#### static thrust test report

Jay Scheevel

Hi All,

I have been doing some static thrust testing. I strapped my main gear to two steel stakes, and measured thrust using an electronic livestock hoist scale in line with the strap. I did a stepped test and recorded the scale readings with a video camera for the entire experiment. I did the test in a tie down area with  thick grass, where I measured an actual 75 pounds of “break-away” pull to move the plane by hand with a strap on the nose gear leg. Here is graph of the RPM history (green) for the experiment. Blue is my header tank fuel level. Time in minutes at the bottom of the graph

I am using a “generic” thrust computation equation to compute the expected thrust from my prop (54X62) for comparison to my actual measurements. My max static RPM is 2760 RPM, at a density altitude of 6000’ when I did these tests. After adding the 75 pound “break away” into the measured thrust, I get 295 pounds of thrust at 2760 static RPM.  Plotting thrust measurements for  all RPM steps in the experiment I get the blue curve in the right hand graph below. The orange curve is the computed static thrust vs. RPM (zero forward velocity) using the equation. A very good match between computed and measured.  The left hand graph (single blue curve) is CAS as a function of ground roll, factoring in 50 pounds of landing gear friction up to 80 MPH (take off). This calculation includes airframe and induced drag increasing with speed as well as airspeed corrections applied to the calculated thrust.

The curve shows that I will require about 1300 feet of ground roll at 1300 GW to reach 80 mph CAS and then should achieve 160 CAS about 3 miles down range after takeoff if at full throttle and neglecting climb. At 1000 GW about 1000 feet of ground roll should be required to reach 80 mph CAS.

The Jabiru engine manual lists recommended static RPM range of 2600-2800 for my engine. I am in the upper end of that range, so I feel pretty good about the prop that I have for test flying.

Oh, by the way, I’m getting better with taxiing now. Partially because of new master cylinders and partially because I am learning technique. Still going slow, but getting better and faster.

Cheers,

Jay Scheevel, Tri-Q, prepping aircraft and pilot for flight.

Jerry Marstall

From my experience at less than 6000 DA and less than 1300lbs gross, the T.O. calculations are quite conservative.
- - - - - - -
### Given exercise a
Summarize the static thrust test report in two sentences.
- - - - - - -
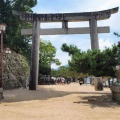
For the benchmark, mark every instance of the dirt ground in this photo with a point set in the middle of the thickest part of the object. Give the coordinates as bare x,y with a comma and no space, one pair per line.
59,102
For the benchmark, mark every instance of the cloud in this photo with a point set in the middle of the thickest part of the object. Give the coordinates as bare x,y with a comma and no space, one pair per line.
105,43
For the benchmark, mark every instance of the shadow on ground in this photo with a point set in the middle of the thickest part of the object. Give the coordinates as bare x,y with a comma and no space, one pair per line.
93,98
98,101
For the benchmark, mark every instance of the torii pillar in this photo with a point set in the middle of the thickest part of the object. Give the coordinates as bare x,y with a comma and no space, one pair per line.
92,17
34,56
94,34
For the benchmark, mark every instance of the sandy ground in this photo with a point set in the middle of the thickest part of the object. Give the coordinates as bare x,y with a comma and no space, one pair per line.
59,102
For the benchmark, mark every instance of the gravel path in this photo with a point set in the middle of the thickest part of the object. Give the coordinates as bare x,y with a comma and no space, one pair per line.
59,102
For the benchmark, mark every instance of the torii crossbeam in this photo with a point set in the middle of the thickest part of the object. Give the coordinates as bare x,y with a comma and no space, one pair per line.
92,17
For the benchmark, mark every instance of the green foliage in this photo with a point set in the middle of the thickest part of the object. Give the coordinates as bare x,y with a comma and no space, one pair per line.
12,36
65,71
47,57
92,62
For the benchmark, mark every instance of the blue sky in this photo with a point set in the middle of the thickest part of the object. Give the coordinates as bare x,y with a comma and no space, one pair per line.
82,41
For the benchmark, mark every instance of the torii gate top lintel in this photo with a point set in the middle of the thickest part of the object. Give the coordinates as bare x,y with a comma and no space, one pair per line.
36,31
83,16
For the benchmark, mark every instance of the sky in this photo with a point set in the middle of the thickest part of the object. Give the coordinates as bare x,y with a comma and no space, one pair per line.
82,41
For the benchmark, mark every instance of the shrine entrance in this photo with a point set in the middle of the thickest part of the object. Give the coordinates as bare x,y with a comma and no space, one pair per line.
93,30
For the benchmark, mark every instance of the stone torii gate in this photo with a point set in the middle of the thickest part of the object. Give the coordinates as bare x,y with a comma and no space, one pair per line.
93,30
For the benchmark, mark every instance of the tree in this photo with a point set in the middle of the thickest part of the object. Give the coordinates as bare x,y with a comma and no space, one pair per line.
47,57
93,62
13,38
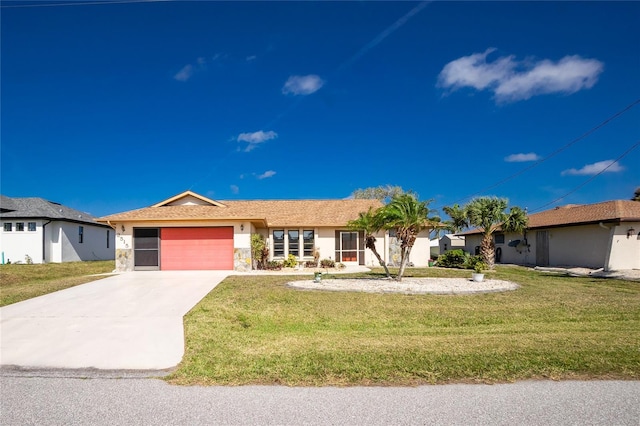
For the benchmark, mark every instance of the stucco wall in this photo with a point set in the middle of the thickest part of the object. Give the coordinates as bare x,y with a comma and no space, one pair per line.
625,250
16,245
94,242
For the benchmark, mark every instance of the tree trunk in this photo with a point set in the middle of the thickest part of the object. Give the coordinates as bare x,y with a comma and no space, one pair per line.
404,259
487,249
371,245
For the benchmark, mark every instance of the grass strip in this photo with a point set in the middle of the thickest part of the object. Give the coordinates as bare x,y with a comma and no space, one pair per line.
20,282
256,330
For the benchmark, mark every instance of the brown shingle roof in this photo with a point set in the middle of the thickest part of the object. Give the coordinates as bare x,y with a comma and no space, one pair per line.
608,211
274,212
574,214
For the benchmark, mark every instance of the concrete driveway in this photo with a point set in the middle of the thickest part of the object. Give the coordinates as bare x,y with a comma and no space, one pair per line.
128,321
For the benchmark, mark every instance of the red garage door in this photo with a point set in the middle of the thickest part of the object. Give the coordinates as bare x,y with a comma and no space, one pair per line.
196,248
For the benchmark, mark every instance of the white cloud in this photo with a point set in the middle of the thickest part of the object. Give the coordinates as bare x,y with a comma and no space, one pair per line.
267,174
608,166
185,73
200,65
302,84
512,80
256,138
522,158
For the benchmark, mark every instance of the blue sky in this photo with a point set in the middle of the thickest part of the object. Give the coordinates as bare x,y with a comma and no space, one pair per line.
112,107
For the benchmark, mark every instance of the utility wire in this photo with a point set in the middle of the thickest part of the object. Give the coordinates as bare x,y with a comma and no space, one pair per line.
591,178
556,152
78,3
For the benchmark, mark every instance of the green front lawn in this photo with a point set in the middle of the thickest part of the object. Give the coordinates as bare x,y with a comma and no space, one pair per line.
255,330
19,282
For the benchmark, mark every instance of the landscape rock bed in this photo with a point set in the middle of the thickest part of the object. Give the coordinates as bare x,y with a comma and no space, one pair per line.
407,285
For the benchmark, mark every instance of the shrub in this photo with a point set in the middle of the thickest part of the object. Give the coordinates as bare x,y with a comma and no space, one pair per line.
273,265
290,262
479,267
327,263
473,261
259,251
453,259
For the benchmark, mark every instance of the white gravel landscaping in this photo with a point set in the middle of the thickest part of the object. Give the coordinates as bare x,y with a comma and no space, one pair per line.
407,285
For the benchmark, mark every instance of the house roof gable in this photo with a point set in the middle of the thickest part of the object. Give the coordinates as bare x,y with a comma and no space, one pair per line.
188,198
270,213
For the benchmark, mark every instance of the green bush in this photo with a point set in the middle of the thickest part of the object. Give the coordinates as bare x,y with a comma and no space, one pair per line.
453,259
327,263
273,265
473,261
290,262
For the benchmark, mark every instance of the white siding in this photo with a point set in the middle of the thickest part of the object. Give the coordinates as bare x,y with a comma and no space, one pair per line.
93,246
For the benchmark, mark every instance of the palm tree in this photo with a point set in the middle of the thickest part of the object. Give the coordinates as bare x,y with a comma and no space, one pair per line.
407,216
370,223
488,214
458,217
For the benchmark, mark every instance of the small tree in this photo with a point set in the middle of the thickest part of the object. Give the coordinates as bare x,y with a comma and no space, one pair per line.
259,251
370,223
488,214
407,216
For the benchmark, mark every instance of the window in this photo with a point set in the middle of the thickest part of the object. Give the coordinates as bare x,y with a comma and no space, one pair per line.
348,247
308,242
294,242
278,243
- - - - - - -
### Given exercise b
Collect every line in the listing that contains the string "sandy".

### Full solution a
The poster measured static thrust with the main gear strapped to two steel stakes and an electronic livestock hoist scale in line with the strap, and after adding 75 pounds of break-away drag got 295 pounds of thrust at a maximum static RPM of 2760, a very good match with the thrust computed from a generic equation. Calculations put the ground roll to 80 mph CAS at about 1300 feet at 1300 GW and about 1000 feet at 1000 GW, and a reply says that below 6000 DA and 1300 pounds gross the takeoff calculations are quite conservative.

### Full solution b
For the benchmark, mark every instance of the sandy ground in this photo with a point set in the middle of the thickest part of the object. Give the coordinates as bare x,y with a comma and no space, one pair per line.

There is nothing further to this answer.